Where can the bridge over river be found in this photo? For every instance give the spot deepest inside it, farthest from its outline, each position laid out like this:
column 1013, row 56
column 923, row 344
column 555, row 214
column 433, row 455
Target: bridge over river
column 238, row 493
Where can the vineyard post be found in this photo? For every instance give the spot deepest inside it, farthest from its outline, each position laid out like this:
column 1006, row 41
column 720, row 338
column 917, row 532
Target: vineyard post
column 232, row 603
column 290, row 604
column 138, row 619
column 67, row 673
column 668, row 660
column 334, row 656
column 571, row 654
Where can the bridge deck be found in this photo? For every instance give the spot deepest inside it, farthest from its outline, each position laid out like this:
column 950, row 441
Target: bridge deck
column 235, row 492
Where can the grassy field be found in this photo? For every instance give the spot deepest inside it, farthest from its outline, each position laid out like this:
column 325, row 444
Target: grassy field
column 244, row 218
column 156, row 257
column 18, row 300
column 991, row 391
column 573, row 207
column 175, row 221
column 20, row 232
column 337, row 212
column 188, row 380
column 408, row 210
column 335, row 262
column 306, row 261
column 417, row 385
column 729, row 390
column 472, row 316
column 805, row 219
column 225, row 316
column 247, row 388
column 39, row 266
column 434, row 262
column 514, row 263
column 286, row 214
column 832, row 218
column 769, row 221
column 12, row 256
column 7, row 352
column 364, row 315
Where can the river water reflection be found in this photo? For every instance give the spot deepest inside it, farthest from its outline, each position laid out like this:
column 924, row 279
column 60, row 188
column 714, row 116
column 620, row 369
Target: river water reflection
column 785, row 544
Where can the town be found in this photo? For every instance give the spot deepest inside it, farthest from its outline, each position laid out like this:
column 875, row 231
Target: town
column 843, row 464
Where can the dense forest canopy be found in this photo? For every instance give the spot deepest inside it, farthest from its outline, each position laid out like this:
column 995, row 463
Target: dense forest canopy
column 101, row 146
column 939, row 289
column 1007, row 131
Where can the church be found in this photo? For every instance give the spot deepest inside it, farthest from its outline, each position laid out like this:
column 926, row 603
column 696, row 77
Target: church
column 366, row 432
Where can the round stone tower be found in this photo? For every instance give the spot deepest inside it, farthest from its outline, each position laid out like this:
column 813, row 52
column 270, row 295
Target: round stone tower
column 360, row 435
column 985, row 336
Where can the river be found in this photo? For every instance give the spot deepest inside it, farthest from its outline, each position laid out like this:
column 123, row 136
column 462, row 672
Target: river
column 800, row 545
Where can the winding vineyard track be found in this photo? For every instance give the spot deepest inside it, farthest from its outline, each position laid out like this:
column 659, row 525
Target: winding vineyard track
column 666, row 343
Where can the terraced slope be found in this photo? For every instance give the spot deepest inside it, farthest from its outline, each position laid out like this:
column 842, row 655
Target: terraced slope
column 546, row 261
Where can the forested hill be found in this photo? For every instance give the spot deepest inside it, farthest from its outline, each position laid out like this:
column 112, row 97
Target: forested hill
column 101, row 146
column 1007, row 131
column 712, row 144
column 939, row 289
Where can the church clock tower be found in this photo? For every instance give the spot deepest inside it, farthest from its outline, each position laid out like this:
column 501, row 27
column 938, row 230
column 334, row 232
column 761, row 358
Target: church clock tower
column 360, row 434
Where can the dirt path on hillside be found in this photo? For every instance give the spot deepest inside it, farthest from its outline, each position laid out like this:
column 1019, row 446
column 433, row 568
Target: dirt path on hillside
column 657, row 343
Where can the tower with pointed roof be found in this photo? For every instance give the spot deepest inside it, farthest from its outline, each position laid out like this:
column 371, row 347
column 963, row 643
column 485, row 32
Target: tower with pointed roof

■ SHORT PROBLEM
Turn every line of the entries above into a JSON list of strings, one string per line, leaving out any blank lines.

■ TASK ANSWER
[
  "Where can the bridge over river be found in this photo? For every instance give the spot deepest inside it, farthest from its outline, each position laid out like this:",
  "column 1013, row 56",
  "column 923, row 344",
  "column 555, row 214",
  "column 433, row 455",
  "Target: bridge over river",
  "column 238, row 493",
  "Where can the vineyard post be found in this photo? For every instance give the spot deepest inside it, farthest from its outline, each position laid out like this:",
  "column 1006, row 41",
  "column 720, row 338",
  "column 917, row 532",
  "Target: vineyard post",
  "column 232, row 603",
  "column 290, row 604",
  "column 138, row 619",
  "column 67, row 673",
  "column 668, row 660",
  "column 334, row 656",
  "column 571, row 654",
  "Where can the bridge deck be found in this photo? For every instance give the spot deepest inside it, farthest from its outline, each position laid out like this:",
  "column 950, row 441",
  "Target: bridge deck",
  "column 235, row 492",
  "Where can the grassy field be found in this photo? For every instance give the spot deepest inside it, farthest from its outline, each position laid out like this:",
  "column 325, row 444",
  "Target: grassy field",
  "column 244, row 218",
  "column 156, row 257",
  "column 18, row 300",
  "column 991, row 391",
  "column 573, row 207",
  "column 175, row 221",
  "column 20, row 232",
  "column 337, row 212",
  "column 188, row 380",
  "column 408, row 210",
  "column 335, row 262",
  "column 306, row 261",
  "column 417, row 385",
  "column 729, row 390",
  "column 472, row 316",
  "column 805, row 219",
  "column 225, row 316",
  "column 247, row 388",
  "column 39, row 266",
  "column 434, row 262",
  "column 514, row 263",
  "column 286, row 214",
  "column 832, row 218",
  "column 769, row 221",
  "column 12, row 256",
  "column 7, row 352",
  "column 364, row 315",
  "Where can the river water reflection be found in this photo? For every instance give the spot deepest inside it, farthest from its outline, each position laid out like this:",
  "column 924, row 279",
  "column 60, row 188",
  "column 714, row 116",
  "column 620, row 369",
  "Target: river water reflection",
  "column 785, row 544",
  "Where can the town be found in this photo? For every instance give the spot deepest inside it, farthest from its outline, each position laid out like this:",
  "column 875, row 231",
  "Target: town",
  "column 843, row 464",
  "Where can the dense forest canopy be found in this photo? For every instance give the spot deepest inside it, farthest from its outline, each position laid out like this:",
  "column 995, row 463",
  "Target: dense forest canopy",
  "column 101, row 146",
  "column 939, row 289",
  "column 1007, row 131",
  "Where can the church be found in this photo? For every instance give the spot deepest inside it, farthest from its outline, each position laid out like this:",
  "column 926, row 603",
  "column 696, row 77",
  "Target: church",
  "column 366, row 432",
  "Where can the round stone tower be found in this photo? For every instance give the spot deepest inside it, farthest from its outline, each position laid out like this:",
  "column 813, row 52",
  "column 270, row 295",
  "Target: round stone tower",
  "column 360, row 435",
  "column 985, row 336",
  "Where can the river be found in this photo? For every instance give the spot deepest inside it, farthest from its outline, each position laid out like this:",
  "column 123, row 136",
  "column 462, row 672",
  "Target: river",
  "column 800, row 545",
  "Where can the winding vineyard track be found in this photo? For every instance give the spot deepest inside it, farthest from its outline, each position laid out like this:",
  "column 659, row 525",
  "Target: winding vineyard track",
  "column 666, row 343",
  "Where can the terraced slope be found in this photo? For every instance give the spot deepest inside it, farthest from its outline, each position laid out like this:",
  "column 842, row 655",
  "Target: terraced slope",
  "column 546, row 261",
  "Where can the forested hill be found in this photo? For every instance give the spot deepest inside it, farthest from its outline, each position laid out like this:",
  "column 112, row 97",
  "Target: forested hill",
  "column 101, row 146",
  "column 1007, row 131",
  "column 712, row 144",
  "column 939, row 289",
  "Where can the church clock tower be found in this photo? For every instance give the spot deepest inside it, farthest from its outline, each position laid out like this:",
  "column 501, row 27",
  "column 938, row 230",
  "column 334, row 232",
  "column 761, row 358",
  "Target: church clock tower",
  "column 360, row 434",
  "Where can the dirt path on hillside be found in this photo? For every instance give the spot deepest inside it, farthest from its outline, each position laid out like this:",
  "column 1019, row 446",
  "column 433, row 568",
  "Target: dirt path on hillside",
  "column 657, row 343",
  "Where can the tower with pointed roof be found in this photo? For every instance give the spot deepest inside it, farthest from its outline, each position laid out like this:",
  "column 371, row 347",
  "column 963, row 643",
  "column 485, row 32",
  "Target: tower with pointed roof"
]